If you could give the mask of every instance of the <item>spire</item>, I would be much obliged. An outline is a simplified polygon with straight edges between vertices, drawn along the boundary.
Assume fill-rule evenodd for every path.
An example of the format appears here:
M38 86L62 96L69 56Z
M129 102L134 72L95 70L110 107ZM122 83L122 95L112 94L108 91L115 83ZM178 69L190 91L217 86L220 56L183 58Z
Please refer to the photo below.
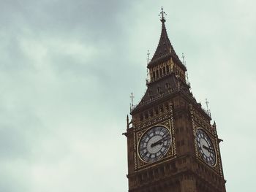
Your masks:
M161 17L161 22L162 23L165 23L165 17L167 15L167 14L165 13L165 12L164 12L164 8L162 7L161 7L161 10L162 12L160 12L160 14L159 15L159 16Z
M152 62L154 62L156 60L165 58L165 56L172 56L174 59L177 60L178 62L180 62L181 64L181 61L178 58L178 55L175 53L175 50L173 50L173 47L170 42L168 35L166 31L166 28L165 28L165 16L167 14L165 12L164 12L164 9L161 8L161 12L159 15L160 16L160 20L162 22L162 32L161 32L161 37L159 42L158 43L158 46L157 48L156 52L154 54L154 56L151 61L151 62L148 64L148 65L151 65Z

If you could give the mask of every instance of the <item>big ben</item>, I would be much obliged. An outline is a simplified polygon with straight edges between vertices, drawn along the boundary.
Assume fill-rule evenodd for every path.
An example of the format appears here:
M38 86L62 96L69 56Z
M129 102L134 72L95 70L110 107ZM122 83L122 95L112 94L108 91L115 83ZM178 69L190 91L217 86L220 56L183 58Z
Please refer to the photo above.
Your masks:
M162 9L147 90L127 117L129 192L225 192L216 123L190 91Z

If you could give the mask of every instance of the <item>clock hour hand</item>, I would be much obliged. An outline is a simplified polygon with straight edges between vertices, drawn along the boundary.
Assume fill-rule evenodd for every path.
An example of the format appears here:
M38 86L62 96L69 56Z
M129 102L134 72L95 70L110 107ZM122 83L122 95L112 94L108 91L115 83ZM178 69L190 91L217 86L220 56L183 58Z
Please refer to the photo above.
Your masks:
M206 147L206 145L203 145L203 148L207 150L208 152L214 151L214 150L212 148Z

###

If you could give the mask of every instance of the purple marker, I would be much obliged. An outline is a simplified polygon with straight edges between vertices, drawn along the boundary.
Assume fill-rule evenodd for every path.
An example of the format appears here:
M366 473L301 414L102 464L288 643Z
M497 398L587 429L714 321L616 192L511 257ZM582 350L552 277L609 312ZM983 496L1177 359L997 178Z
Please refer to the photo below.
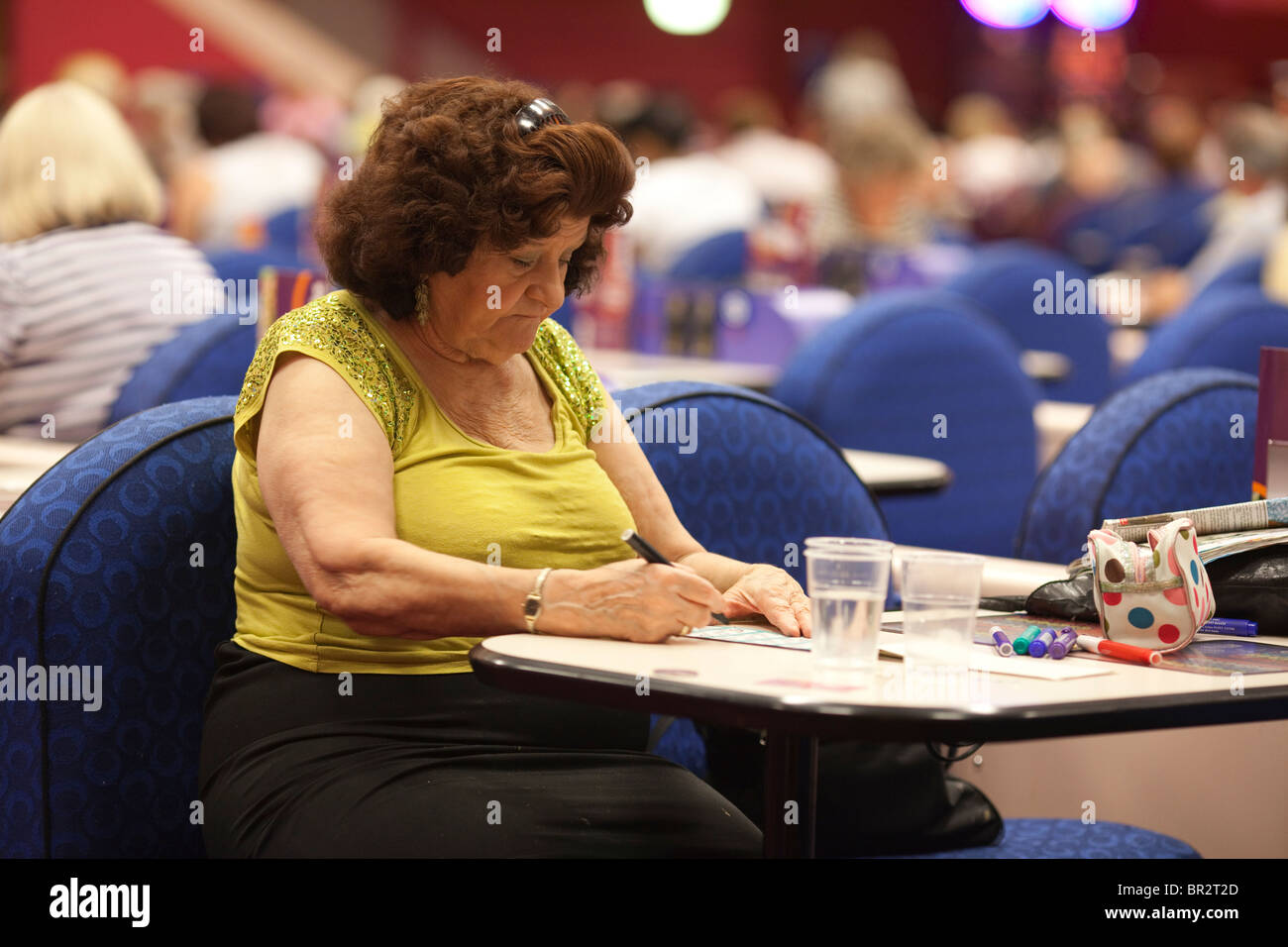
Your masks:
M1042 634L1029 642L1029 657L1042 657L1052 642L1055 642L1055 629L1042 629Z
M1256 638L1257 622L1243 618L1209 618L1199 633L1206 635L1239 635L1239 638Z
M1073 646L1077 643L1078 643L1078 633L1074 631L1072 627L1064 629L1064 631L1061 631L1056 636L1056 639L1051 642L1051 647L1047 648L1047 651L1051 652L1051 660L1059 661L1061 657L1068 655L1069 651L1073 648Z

###

Reproduce the lines from the one containing "of the purple" through the one containing "M1073 646L1077 643L1078", renaming "purple" to "violet" and leaving everything else unchanged. Omit the pictures from your answer.

If you could give the mask of every instance of the violet marker, I would be much obliged. An outline is a simplified polygon with straight edges between vertices, drawn along the boundary.
Assume fill-rule evenodd for every path.
An example of the format appears here:
M366 473L301 414L102 464L288 643Z
M497 398L587 429L714 321L616 192L511 257ZM582 350L552 277L609 312ZM983 496L1177 359L997 178Z
Please refer to the photo below.
Your masks:
M1042 634L1029 642L1029 657L1042 657L1052 642L1055 642L1055 629L1042 629Z
M1256 638L1257 622L1243 618L1209 618L1199 633L1206 635L1239 635L1239 638Z
M1073 646L1077 643L1078 643L1078 633L1074 631L1072 627L1064 629L1064 631L1061 631L1056 636L1056 639L1051 642L1051 647L1047 648L1047 651L1051 652L1051 660L1059 661L1061 657L1068 655L1069 651L1073 648Z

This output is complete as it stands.